### [Textauszug]
#####

1. Allgemeine Bemessung der Verfahrensgebühr
Für die Verfahrensgebühr des Wahlanwalts stehen ggfs. unterschiedliche Gebührenrahmen zur Verfügung, aus denen der Wahlverteidiger unter Anwendung der Kriterien des § 14 Abs. 1 S. 1 RVG die jeweils angemessene Gebühr bestimmt. Der Pflichtverteidiger erhält Festbetragsgebühren, und zwar 80 % der einem Wahlanwalt zustehenden sog. Mittelgebühr. Der Betragsrahmen der gerichtlichen Verfahrensgebühr richtet sich beim Wahlanwalt jeweils nach der Zuständigkeit des jeweiligen Gerichts. Für das Vorverfahren gibt es allerdings nur eine einheitliche Verfahrensgebühr in Nr. 4104 VV.
Die Verfahrensgebühr kann ggfs. mit (Haft-)Zuschlag nach Vorbem. 4 Abs. 4 VV entstehen. Voraussetzung ist, dass das RVG dies ausdrücklich vorsieht. Tätigkeiten, die sich auf Fahrverbot oder die Entziehung der Fahrerlaubnis beziehen, lassen – anders als früher gem. § 88 Abs. 3 BRAGO – kein Überschreiten des Gebührenrahmens mehr zu, sondern müssen bei der Bestimmung der angemessenen Gebührenhöhe berücksichtigt werden und führen zu einer höheren konkreten Gebühr.
Der Betragsrahmen erhöht sich ggfs. nach Nr. 1008 VV, wenn der Rechtsanwalt mehrere Auftraggeber vertritt, wie z.B. mehrere Nebenkläger., z.B. in den Fällen des § 397b StPO, oder als Zeugenbeistand mehrere Zeugen.

#####

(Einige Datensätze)
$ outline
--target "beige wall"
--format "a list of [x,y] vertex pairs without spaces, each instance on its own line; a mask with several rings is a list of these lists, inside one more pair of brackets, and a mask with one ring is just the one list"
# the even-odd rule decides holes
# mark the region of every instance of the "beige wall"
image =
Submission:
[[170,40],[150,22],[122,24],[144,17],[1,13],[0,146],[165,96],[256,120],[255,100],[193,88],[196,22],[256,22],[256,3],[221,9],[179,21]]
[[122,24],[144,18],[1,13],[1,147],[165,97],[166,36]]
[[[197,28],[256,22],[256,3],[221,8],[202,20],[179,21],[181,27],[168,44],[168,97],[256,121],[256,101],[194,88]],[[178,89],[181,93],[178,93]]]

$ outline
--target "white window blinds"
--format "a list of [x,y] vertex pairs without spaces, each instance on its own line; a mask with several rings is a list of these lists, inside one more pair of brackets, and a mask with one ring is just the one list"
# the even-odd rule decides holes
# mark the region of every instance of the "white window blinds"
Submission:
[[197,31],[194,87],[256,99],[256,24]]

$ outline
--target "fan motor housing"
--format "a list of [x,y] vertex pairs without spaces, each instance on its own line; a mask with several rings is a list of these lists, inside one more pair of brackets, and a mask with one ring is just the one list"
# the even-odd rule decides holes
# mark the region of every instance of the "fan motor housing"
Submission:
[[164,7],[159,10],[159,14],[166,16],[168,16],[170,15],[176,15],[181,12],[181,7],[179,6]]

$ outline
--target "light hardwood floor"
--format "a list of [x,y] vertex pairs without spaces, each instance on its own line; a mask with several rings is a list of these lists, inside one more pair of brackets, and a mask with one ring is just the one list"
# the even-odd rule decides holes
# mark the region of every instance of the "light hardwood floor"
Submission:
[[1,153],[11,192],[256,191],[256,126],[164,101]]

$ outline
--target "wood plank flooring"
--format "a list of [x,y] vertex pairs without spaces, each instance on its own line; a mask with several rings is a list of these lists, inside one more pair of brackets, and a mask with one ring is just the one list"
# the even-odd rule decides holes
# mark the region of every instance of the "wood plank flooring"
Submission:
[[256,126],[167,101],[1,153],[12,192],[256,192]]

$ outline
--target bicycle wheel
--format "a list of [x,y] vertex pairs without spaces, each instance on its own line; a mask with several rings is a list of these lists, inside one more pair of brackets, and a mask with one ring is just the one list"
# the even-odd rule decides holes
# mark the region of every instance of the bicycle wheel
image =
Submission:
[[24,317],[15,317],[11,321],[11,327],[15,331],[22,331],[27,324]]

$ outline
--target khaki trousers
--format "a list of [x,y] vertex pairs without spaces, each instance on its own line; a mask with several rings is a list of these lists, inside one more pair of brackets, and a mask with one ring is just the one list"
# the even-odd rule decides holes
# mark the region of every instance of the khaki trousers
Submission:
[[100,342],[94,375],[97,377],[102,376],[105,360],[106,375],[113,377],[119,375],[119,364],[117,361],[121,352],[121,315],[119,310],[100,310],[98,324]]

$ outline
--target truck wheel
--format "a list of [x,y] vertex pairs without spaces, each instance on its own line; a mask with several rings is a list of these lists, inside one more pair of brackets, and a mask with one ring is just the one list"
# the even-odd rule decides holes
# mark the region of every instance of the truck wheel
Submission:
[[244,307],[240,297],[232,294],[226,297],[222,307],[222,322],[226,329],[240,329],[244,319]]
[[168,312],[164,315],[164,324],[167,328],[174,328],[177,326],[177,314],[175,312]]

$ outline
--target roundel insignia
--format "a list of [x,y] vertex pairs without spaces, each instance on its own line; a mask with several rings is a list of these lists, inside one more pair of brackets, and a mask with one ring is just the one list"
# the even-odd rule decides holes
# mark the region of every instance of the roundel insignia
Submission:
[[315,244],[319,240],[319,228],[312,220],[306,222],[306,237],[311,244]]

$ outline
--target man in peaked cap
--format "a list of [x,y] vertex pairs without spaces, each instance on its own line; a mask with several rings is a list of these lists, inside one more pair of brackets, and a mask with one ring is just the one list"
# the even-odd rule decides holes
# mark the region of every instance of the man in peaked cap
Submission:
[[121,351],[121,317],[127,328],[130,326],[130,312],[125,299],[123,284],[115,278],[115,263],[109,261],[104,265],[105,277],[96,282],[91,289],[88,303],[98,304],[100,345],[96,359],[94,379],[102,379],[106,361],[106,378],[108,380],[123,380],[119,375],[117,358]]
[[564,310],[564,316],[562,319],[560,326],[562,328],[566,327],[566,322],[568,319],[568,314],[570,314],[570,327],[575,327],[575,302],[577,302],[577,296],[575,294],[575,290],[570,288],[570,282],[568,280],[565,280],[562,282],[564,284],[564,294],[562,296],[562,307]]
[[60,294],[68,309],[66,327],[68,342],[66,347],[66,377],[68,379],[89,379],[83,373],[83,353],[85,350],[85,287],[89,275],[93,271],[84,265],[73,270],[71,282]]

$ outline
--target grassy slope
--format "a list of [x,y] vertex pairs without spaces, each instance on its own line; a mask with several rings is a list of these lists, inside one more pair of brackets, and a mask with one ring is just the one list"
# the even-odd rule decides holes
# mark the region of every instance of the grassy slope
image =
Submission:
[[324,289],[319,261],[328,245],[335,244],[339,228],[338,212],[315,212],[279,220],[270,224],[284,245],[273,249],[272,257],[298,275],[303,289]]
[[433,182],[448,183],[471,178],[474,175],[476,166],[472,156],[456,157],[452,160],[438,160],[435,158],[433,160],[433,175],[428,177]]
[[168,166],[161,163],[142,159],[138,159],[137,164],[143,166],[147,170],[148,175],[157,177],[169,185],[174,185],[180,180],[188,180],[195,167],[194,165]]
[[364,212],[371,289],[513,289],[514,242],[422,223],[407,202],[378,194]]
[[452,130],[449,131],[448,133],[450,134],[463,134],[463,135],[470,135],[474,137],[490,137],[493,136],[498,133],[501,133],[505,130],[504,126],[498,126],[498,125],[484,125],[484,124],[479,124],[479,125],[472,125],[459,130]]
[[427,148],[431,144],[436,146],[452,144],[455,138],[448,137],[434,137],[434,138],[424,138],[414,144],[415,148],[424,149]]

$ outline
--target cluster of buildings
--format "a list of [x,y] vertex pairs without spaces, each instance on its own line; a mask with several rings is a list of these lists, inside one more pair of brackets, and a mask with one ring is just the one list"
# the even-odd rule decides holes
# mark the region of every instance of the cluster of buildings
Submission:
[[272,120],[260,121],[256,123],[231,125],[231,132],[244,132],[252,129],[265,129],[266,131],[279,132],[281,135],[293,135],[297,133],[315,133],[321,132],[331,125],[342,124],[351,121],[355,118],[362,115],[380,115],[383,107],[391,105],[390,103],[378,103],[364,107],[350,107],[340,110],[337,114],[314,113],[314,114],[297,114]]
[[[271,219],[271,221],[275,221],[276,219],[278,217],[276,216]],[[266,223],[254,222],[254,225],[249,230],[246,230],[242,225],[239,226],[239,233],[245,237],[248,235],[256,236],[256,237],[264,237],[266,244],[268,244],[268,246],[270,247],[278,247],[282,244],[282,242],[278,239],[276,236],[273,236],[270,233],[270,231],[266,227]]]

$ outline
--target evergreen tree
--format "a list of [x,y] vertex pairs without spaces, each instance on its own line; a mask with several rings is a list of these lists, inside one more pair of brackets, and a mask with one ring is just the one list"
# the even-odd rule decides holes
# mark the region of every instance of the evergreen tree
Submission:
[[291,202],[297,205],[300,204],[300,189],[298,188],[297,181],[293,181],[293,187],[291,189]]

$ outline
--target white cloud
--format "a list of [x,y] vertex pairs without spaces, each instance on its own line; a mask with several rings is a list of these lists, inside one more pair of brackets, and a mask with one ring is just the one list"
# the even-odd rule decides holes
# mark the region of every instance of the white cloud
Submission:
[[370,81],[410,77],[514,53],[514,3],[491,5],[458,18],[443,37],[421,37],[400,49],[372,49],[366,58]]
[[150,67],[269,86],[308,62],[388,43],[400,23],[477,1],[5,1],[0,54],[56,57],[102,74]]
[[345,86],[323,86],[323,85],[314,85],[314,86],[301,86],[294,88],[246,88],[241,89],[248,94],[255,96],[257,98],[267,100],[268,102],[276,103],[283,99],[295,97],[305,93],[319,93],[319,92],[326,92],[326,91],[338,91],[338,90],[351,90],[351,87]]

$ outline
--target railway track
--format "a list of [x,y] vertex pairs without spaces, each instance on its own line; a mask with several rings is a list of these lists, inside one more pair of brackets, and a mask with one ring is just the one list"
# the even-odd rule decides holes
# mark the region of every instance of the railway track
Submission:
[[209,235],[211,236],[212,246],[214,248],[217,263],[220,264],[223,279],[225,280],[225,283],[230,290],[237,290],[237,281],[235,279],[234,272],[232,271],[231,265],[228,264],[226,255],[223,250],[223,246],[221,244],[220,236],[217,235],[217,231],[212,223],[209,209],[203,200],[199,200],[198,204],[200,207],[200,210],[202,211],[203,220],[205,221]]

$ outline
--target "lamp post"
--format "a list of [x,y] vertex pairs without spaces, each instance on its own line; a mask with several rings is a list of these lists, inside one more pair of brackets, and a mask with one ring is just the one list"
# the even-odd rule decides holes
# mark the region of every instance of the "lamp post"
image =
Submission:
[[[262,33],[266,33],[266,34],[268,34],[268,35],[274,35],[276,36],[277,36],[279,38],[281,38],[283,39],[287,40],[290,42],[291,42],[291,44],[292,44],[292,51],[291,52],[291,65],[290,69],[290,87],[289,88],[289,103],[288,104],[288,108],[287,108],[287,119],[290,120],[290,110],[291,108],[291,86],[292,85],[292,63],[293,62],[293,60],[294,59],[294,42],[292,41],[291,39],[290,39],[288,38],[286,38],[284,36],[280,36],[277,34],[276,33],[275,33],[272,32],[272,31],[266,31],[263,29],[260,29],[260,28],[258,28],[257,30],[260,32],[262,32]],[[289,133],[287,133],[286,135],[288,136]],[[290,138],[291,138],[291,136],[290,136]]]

#####

### [Aufgabenstellung]
Kannst du den Text zur Bemessung der Verfahrensgebühr vollständig und wortgetreu wiedergeben? Stütze dich ausschließlich auf den Text.

### [Erledigte Aufgabe]
1. Allgemeine Bemessung der Verfahrensgebühr
Für die Verfahrensgebühr des Wahlanwalts stehen ggfs. unterschiedliche Gebührenrahmen zur Verfügung, aus denen der Wahlverteidiger unter Anwendung der Kriterien des § 14 Abs. 1 S. 1 RVG die jeweils angemessene Gebühr bestimmt. Der Pflichtverteidiger erhält Festbetragsgebühren, und zwar 80 % der einem Wahlanwalt zustehenden sog. Mittelgebühr. Der Betragsrahmen der gerichtlichen Verfahrensgebühr richtet sich beim Wahlanwalt jeweils nach der Zuständigkeit des jeweiligen Gerichts. Für das Vorverfahren gibt es allerdings nur eine einheitliche Verfahrensgebühr in Nr. 4104 VV.
Die Verfahrensgebühr kann ggfs. mit (Haft-)Zuschlag nach Vorbem. 4 Abs. 4 VV entstehen. Voraussetzung ist, dass das RVG dies ausdrücklich vorsieht. Tätigkeiten, die sich auf Fahrverbot oder die Entziehung der Fahrerlaubnis beziehen, lassen – anders als früher gem. § 88 Abs. 3 BRAGO – kein Überschreiten des Gebührenrahmens mehr zu, sondern müssen bei der Bestimmung der angemessenen Gebührenhöhe berücksichtigt werden und führen zu einer höheren konkreten Gebühr.
Der Betragsrahmen erhöht sich ggfs. nach Nr. 1008 VV, wenn der Rechtsanwalt mehrere Auftraggeber vertritt, wie z.B. mehrere Nebenkläger., z.B. in den Fällen des § 397b StPO, oder als Zeugenbeistand mehrere Zeugen.